DOCUMENT EXTRACT:

Heroin Epidemic Triples Cases Of Hepatitis C In The US
Hepatitis C is related to more deaths in the United States than 60 other infectious diseases. As the heroin epidemic persists, so do cases of Hepatitis C.
Hepatitis Cases Rise With The Heroin Epidemic
The weekly report from the Centers for Disease Control and Prevention (CDC) on May 12 points out yet another implication of the current heroin epidemic. Apart from the 91 overdose deaths a day, the opioid epidemic is also responsible for the spike of hepatitis C cases of late.
In the report, the CDC states that the rise of injection drug use is the primary cause of the increase in new hepatitis C infections. In 2015 alone, the rates of hepatitis C cases remained high throughout the country, but 17 states exceeded the national average.

PROBLEM SET:
a. According to the hepatitis C article, how many states exceeded the national average for hepatitis C rates in 2015?
b. Print the hepatitis C article word for word, from "Hepatitis Cases Rise" up to and including "the national average.".
The lines after this have nothing to do with the hepatitis C article.

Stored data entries
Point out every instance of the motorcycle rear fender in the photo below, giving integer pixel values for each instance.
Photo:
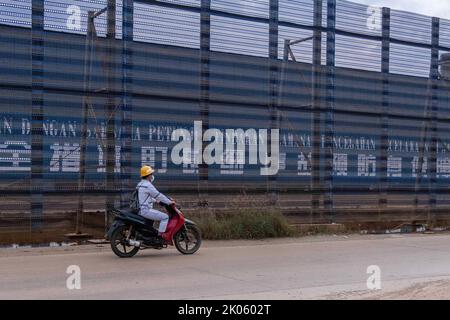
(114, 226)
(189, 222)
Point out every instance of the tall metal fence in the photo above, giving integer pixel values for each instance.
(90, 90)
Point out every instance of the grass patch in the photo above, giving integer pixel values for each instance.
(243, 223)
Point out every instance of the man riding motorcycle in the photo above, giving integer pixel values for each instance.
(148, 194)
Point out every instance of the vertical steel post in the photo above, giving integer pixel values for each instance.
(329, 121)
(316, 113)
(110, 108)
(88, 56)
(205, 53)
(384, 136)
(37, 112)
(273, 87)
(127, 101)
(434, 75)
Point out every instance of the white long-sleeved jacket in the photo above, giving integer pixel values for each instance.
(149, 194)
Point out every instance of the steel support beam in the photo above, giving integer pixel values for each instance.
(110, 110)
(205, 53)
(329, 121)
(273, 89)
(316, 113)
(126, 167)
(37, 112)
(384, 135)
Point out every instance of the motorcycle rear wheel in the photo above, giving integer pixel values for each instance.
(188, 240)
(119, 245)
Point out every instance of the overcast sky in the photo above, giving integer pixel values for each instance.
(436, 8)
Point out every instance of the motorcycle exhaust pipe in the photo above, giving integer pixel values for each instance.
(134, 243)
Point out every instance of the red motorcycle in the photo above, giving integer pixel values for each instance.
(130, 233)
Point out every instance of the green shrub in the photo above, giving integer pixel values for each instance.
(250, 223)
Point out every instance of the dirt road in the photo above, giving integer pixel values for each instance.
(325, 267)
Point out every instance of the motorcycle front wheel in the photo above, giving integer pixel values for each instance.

EXERCISE ANSWERS:
a. 17 states

b.
Hepatitis Cases Rise With The Heroin Epidemic
The weekly report from the Centers for Disease Control and Prevention (CDC) on May 12 points out yet another implication of the current heroin epidemic. Apart from the 91 overdose deaths a day, the opioid epidemic is also responsible for the spike of hepatitis C cases of late.
In the report, the CDC states that the rise of injection drug use is the primary cause of the increase in new hepatitis C infections. In 2015 alone, the rates of hepatitis C cases remained high throughout the country, but 17 states exceeded the national average.